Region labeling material
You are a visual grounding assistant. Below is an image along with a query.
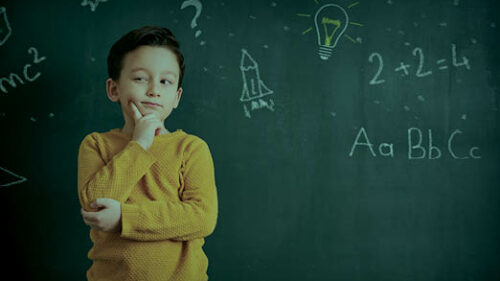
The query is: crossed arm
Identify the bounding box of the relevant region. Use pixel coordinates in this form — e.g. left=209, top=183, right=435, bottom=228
left=78, top=133, right=217, bottom=241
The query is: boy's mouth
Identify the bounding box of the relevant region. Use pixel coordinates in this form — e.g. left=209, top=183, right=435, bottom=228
left=141, top=101, right=161, bottom=107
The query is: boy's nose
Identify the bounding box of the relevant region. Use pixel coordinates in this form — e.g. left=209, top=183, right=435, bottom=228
left=147, top=83, right=160, bottom=96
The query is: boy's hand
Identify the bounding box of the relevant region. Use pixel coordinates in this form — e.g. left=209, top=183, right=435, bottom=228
left=129, top=101, right=163, bottom=149
left=81, top=198, right=122, bottom=232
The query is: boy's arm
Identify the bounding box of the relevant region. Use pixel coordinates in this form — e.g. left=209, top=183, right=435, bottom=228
left=78, top=134, right=156, bottom=210
left=121, top=141, right=218, bottom=241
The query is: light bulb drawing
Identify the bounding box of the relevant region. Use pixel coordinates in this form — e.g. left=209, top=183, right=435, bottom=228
left=314, top=4, right=349, bottom=60
left=297, top=0, right=363, bottom=61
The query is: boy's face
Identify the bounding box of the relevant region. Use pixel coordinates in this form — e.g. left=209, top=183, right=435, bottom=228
left=106, top=46, right=182, bottom=122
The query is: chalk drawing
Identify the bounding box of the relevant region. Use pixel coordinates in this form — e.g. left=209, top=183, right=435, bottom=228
left=240, top=49, right=274, bottom=118
left=297, top=1, right=363, bottom=60
left=80, top=0, right=108, bottom=12
left=181, top=0, right=205, bottom=45
left=0, top=7, right=12, bottom=46
left=0, top=167, right=27, bottom=187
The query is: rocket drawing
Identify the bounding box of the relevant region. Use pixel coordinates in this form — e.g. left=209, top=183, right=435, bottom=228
left=0, top=167, right=27, bottom=187
left=240, top=49, right=273, bottom=101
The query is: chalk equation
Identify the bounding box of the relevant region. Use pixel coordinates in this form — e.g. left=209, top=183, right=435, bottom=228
left=297, top=0, right=363, bottom=60
left=0, top=47, right=46, bottom=94
left=0, top=7, right=12, bottom=46
left=0, top=167, right=27, bottom=187
left=240, top=49, right=274, bottom=118
left=349, top=127, right=481, bottom=160
left=368, top=44, right=471, bottom=85
left=80, top=0, right=108, bottom=12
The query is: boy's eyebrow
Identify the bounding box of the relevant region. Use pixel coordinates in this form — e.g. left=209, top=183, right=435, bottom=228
left=132, top=67, right=177, bottom=77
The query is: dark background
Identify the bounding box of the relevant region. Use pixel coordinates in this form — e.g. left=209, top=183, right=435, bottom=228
left=0, top=0, right=500, bottom=281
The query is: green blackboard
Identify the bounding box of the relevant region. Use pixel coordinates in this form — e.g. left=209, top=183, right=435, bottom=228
left=0, top=0, right=500, bottom=281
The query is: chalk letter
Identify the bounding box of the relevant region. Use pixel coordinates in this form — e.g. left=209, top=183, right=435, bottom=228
left=429, top=129, right=441, bottom=159
left=23, top=63, right=40, bottom=82
left=408, top=128, right=426, bottom=159
left=349, top=127, right=377, bottom=157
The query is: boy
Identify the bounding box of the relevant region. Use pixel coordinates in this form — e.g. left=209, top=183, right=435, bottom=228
left=78, top=26, right=217, bottom=281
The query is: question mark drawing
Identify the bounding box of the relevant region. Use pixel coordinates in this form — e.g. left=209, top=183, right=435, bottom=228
left=181, top=0, right=202, bottom=38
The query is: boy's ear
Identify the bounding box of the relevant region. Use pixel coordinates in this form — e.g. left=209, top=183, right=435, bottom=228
left=106, top=78, right=120, bottom=102
left=174, top=88, right=182, bottom=108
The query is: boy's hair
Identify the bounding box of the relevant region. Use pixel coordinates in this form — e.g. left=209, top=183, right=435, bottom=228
left=108, top=26, right=185, bottom=88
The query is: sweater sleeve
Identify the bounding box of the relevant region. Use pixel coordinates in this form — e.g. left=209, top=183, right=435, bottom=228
left=78, top=133, right=156, bottom=210
left=121, top=139, right=218, bottom=241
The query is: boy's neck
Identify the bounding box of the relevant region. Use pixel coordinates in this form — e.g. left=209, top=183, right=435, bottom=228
left=120, top=124, right=170, bottom=138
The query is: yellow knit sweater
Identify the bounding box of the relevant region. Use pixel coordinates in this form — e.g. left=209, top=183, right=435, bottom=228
left=78, top=129, right=217, bottom=281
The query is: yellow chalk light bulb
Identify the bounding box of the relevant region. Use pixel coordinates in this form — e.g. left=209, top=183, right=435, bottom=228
left=314, top=4, right=349, bottom=60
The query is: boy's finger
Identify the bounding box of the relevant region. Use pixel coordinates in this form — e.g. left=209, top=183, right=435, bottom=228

EXERCISE INSTRUCTIONS
Reproduce all of the material above word for word, omitting the pictures.

OUTPUT OF THE EXERCISE
You are a visual grounding assistant. Below is an image along with a query.
The query is: crossed arm
Identify the bounding box of the relevant region. Use pixel coordinates in this form — e.g. left=209, top=183, right=435, bottom=228
left=78, top=133, right=217, bottom=241
The query is: boy's mouth
Identify the bounding box of the relevant region. Use pixel coordinates in this form — e.g. left=209, top=183, right=435, bottom=228
left=141, top=101, right=161, bottom=107
The query is: boy's nose
Identify the bounding box of the relevant region. Use pixel coordinates in this form — e.g. left=209, top=183, right=435, bottom=228
left=147, top=83, right=160, bottom=96
The query is: boy's hand
Identify the bounding box of the relevant region. Use pixel coordinates in this form — e.g. left=209, top=183, right=435, bottom=228
left=129, top=101, right=163, bottom=149
left=81, top=198, right=122, bottom=232
The query is: boy's arm
Identify the bounding box of the relevant region. Use pixel coordinates in this form — e.g. left=209, top=183, right=435, bottom=228
left=78, top=134, right=156, bottom=210
left=121, top=141, right=218, bottom=241
The query is: light bulb drawing
Identify the bounding box of the relevant region. Use pixel coordinates in this form — e.g. left=209, top=183, right=435, bottom=228
left=314, top=4, right=349, bottom=60
left=297, top=0, right=363, bottom=61
The query is: boy's face
Identify the bounding box of the relevant region. Use pixel coordinates in this form — e.g. left=209, top=183, right=435, bottom=228
left=106, top=46, right=182, bottom=122
The query is: chalk drawing
Identify the bounding box of the relevant region. Use pixel coordinates in this form — e.g. left=209, top=183, right=435, bottom=228
left=240, top=49, right=274, bottom=118
left=297, top=1, right=363, bottom=60
left=80, top=0, right=108, bottom=12
left=181, top=0, right=205, bottom=45
left=0, top=7, right=12, bottom=46
left=0, top=167, right=27, bottom=187
The query is: rocket drawing
Identify the bounding box of the relevant region. Use pixel coordinates in this form — e.g. left=209, top=183, right=435, bottom=228
left=0, top=167, right=27, bottom=187
left=240, top=49, right=273, bottom=101
The query is: chalk equation
Identify the bounding box of the relevant region. Use pixel coordinates in this form — e.g. left=209, top=183, right=435, bottom=228
left=297, top=0, right=363, bottom=60
left=0, top=47, right=46, bottom=94
left=0, top=7, right=12, bottom=46
left=0, top=167, right=27, bottom=187
left=240, top=49, right=274, bottom=118
left=349, top=127, right=481, bottom=160
left=368, top=44, right=471, bottom=85
left=80, top=0, right=108, bottom=12
The query is: boy's eyebrow
Identify the bounding box of the relevant region. Use pixel coordinates in this form — e.g. left=209, top=183, right=435, bottom=228
left=132, top=67, right=177, bottom=77
The query is: dark background
Identify the bounding box of the relevant region. Use pixel coordinates in this form — e.g. left=209, top=183, right=435, bottom=228
left=0, top=0, right=500, bottom=281
The query is: green blackboard
Identify the bounding box of the relevant region. Use pixel coordinates in this form — e.g. left=209, top=183, right=435, bottom=228
left=0, top=0, right=500, bottom=281
The query is: chalk letter
Identify the bounding box of the relevant region. Use pixel coordinates in this form — e.g. left=209, top=183, right=435, bottom=228
left=429, top=129, right=441, bottom=159
left=23, top=63, right=40, bottom=82
left=408, top=128, right=426, bottom=159
left=349, top=127, right=377, bottom=157
The query is: boy
Identify the bounding box of the relevant region. Use pixel coordinates in this form — e.g. left=209, top=183, right=435, bottom=228
left=78, top=26, right=217, bottom=281
The query is: question mark drawing
Identify the bounding box of the relevant region. Use pixel coordinates in this form — e.g. left=209, top=183, right=435, bottom=228
left=181, top=0, right=202, bottom=38
The query is: boy's ear
Identify the bounding box of the relevant region. Use pixel coordinates in this form — e.g. left=209, top=183, right=435, bottom=228
left=106, top=78, right=120, bottom=102
left=174, top=88, right=182, bottom=108
The query is: boy's hair
Identify the bounding box of the relevant region. Use pixel coordinates in this form — e.g. left=209, top=183, right=435, bottom=228
left=108, top=26, right=185, bottom=88
The query is: sweater sleeve
Identify the bounding box of the relevant region. Use pixel coordinates in this form — e.g. left=209, top=183, right=435, bottom=228
left=78, top=133, right=156, bottom=210
left=121, top=139, right=218, bottom=241
The query is: boy's neck
Identify the bounding box of the relevant region. Use pixel coordinates in this form — e.g. left=209, top=183, right=435, bottom=228
left=120, top=124, right=170, bottom=138
The query is: yellow knit sweater
Identify the bounding box of the relevant region. Use pixel coordinates in this form — e.g. left=209, top=183, right=435, bottom=228
left=78, top=129, right=217, bottom=281
The query is: yellow chalk light bulb
Identify the bounding box of the relevant region. Use pixel coordinates in this form — e.g. left=209, top=183, right=435, bottom=228
left=314, top=4, right=349, bottom=60
The query is: boy's finger
Identify the bounding box of the relevant region. Use pixel coordinates in this form — e.g. left=209, top=183, right=435, bottom=228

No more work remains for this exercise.